__Data under study__
○ ○ ○
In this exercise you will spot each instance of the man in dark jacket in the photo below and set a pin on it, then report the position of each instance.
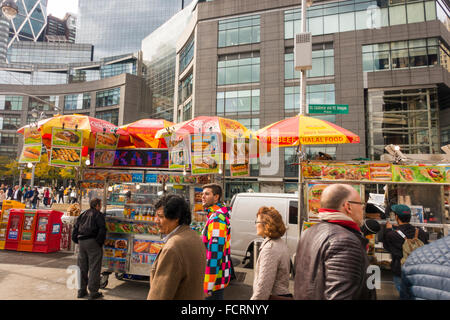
(426, 272)
(393, 240)
(331, 261)
(90, 233)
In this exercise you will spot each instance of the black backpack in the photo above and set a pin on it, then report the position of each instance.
(86, 224)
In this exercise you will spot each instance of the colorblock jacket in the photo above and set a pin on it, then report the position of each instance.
(216, 237)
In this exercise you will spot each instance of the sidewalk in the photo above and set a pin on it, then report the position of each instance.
(40, 276)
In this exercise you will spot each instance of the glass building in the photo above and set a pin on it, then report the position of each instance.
(121, 25)
(30, 22)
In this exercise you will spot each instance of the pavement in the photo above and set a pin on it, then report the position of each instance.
(45, 276)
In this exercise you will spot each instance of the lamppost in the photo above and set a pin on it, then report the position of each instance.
(9, 11)
(303, 62)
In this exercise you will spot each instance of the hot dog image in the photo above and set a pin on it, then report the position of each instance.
(31, 153)
(67, 136)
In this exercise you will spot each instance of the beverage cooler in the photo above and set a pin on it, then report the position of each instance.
(34, 230)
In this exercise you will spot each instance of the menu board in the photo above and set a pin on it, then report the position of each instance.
(32, 147)
(141, 158)
(66, 147)
(377, 172)
(145, 251)
(430, 174)
(205, 153)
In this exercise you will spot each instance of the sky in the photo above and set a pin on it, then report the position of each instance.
(59, 8)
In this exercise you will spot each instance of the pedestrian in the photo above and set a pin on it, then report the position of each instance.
(331, 261)
(394, 237)
(271, 276)
(17, 195)
(73, 195)
(216, 237)
(426, 272)
(47, 197)
(90, 232)
(179, 269)
(61, 195)
(34, 198)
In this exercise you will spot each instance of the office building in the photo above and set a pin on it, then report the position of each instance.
(388, 60)
(118, 27)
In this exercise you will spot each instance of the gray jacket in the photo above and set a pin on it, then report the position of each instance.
(272, 270)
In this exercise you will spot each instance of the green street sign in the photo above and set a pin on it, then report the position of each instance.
(328, 109)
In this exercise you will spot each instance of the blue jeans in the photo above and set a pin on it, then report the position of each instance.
(216, 295)
(400, 287)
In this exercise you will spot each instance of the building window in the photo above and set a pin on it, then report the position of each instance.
(238, 68)
(315, 94)
(237, 103)
(354, 15)
(39, 104)
(185, 89)
(107, 98)
(110, 116)
(186, 55)
(187, 111)
(236, 31)
(403, 54)
(77, 101)
(404, 117)
(9, 139)
(10, 122)
(11, 103)
(322, 62)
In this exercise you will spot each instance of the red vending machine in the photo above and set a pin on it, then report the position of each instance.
(48, 231)
(13, 229)
(26, 234)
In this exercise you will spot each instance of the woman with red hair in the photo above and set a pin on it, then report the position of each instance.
(271, 278)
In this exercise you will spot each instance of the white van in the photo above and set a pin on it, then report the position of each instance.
(244, 207)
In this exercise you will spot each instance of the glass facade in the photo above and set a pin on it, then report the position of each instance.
(322, 62)
(241, 30)
(11, 103)
(120, 26)
(186, 55)
(10, 122)
(404, 117)
(108, 98)
(352, 15)
(49, 53)
(242, 103)
(77, 101)
(159, 51)
(30, 22)
(238, 68)
(110, 115)
(404, 54)
(39, 105)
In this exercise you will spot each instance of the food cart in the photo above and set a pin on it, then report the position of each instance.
(129, 192)
(423, 186)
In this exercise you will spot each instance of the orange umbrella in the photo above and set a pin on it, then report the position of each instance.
(141, 133)
(304, 130)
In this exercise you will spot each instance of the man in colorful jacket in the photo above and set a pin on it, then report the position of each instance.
(216, 237)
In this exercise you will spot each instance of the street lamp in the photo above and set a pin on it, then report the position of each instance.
(9, 9)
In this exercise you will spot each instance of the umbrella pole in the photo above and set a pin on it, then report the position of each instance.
(301, 212)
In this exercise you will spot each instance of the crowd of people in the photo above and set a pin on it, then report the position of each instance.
(32, 197)
(331, 261)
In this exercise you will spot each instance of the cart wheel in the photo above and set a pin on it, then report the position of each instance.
(104, 281)
(119, 276)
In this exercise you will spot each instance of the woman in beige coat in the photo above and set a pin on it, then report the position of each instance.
(271, 278)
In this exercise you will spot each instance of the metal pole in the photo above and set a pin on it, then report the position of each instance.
(301, 211)
(32, 175)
○ ○ ○
__Your objective__
Make an exact copy of the records shown above, without the pictures.

__Task solution__
In this exercise you will spot each instance of the man in dark jacket in the photo below and set a pin on it, then report the position of each instance.
(426, 272)
(393, 240)
(331, 261)
(90, 233)
In this exercise you will spot each instance of the black backpack in the photo above and set a pin on it, then report the position of each instance.
(86, 224)
In this exercise you will spot each instance of the colorblock jacket in the photo above and set a pin on it, then report the position of each instance.
(216, 237)
In this exercise you will spot each instance of the sidewalk in the photo above and set a pin on it, then report the position of each instance.
(40, 276)
In this exercise you will spot each instance of the glass building in the photo above and set a pin on it, then report the position of each instance.
(121, 25)
(30, 22)
In this exercise you will spot each instance of the pavement in the photo above and set a pin on it, then report the position of each instance.
(45, 276)
In this exercise you will spot each instance of the lamppost in the photo above and set a pin on it, then report the position of each instance.
(9, 11)
(303, 62)
In this exercise you will spot each instance of the hot dog image in the photo above and set a pin on it, then report the position of each instance.
(31, 153)
(67, 136)
In this exercise you will spot each instance of the beverage cooler in the photo above and set a pin on it, then report the position of each instance.
(34, 230)
In this exercise you will spot each instance of the menu board in the photo above and set a pin on it, then report the position of each instance.
(32, 147)
(141, 158)
(66, 147)
(377, 172)
(145, 251)
(430, 174)
(205, 153)
In this exercise you will spot each instance of the sky in the photo above and set a pin on it, then report the position of each instance.
(59, 8)
In this exercise you will spot each instance of the pedestrian in the photo above and set a pin on it, then report the position of each instance.
(331, 261)
(394, 237)
(271, 276)
(17, 195)
(73, 195)
(216, 237)
(426, 272)
(47, 197)
(90, 232)
(179, 269)
(61, 195)
(34, 198)
In this exercise you will spot each instance of the office building in the photo above and set a pin on it, then report the position of each instance.
(388, 60)
(118, 27)
In this exercise you will spot each instance of the gray jacket in the photo above and set a pin on it, then report the position of each instance.
(272, 270)
In this exercise you will spot each instance of the green street sign in the photo above and set a pin on it, then report the position of each instance.
(328, 109)
In this exercise you will spot each instance of the blue jeans in the photo above and set a pin on it, then report the position of each instance.
(216, 295)
(400, 287)
In this exercise you will spot each instance of the building window in the photo above and set a pin on it, then report the position of each instance.
(238, 68)
(315, 94)
(237, 103)
(354, 15)
(39, 104)
(185, 89)
(107, 98)
(110, 116)
(186, 55)
(187, 111)
(236, 31)
(403, 54)
(77, 101)
(404, 117)
(9, 139)
(10, 122)
(11, 103)
(322, 62)
In this exercise you will spot each instance of the red vending machine in the photo above and set a pin on it, then report the position of each instance.
(48, 231)
(13, 229)
(26, 234)
In this exercise you will spot each instance of the woman with red hair in the photo above and set a pin on it, then report the position of each instance.
(271, 278)
In this exercise you will spot each instance of the white van in the photo above and set a pin on it, then report the position of each instance.
(244, 207)
In this exercise you will spot each instance of the glass facade in the photo above and set a pin on it, then report the position of each instance.
(322, 62)
(241, 30)
(11, 103)
(120, 26)
(186, 55)
(10, 122)
(404, 117)
(108, 98)
(352, 15)
(49, 53)
(242, 103)
(77, 101)
(159, 51)
(30, 22)
(238, 68)
(110, 115)
(404, 54)
(39, 105)
In this exercise you will spot each instance of the food cart in the photo above and set a pin on it, then report the position of each instance.
(129, 192)
(423, 186)
In this exercise you will spot each instance of the orange umbrella in the photo above and set a pin on it, then report the position of each instance.
(141, 133)
(304, 130)
In this exercise you will spot each instance of the man in colorful jacket in the photo above and set a pin on it, then report the position of each instance.
(216, 237)
In this exercise you will spot each instance of the street lamp in the photo above and set a pin on it, then report the position of each instance.
(9, 9)
In this exercise you will spot each instance of the umbrella pole in the photo above and set a pin on it, then report the position of each instance.
(301, 212)
In this exercise you will spot each instance of the crowd of people in the photo above and set a pin on it, then report the position of each instance.
(32, 197)
(331, 261)
In this exercise you will spot each instance of the cart wheel in the photo above and set a pin on it, then report the position of each instance.
(104, 281)
(119, 276)
In this exercise you will spot each instance of the woman in beige coat in the photo above and set a pin on it, then report the position of each instance.
(271, 278)
In this exercise you will spot each instance of the metal pole in the photo above and set a pin on it, then report the position of each instance.
(301, 211)
(32, 175)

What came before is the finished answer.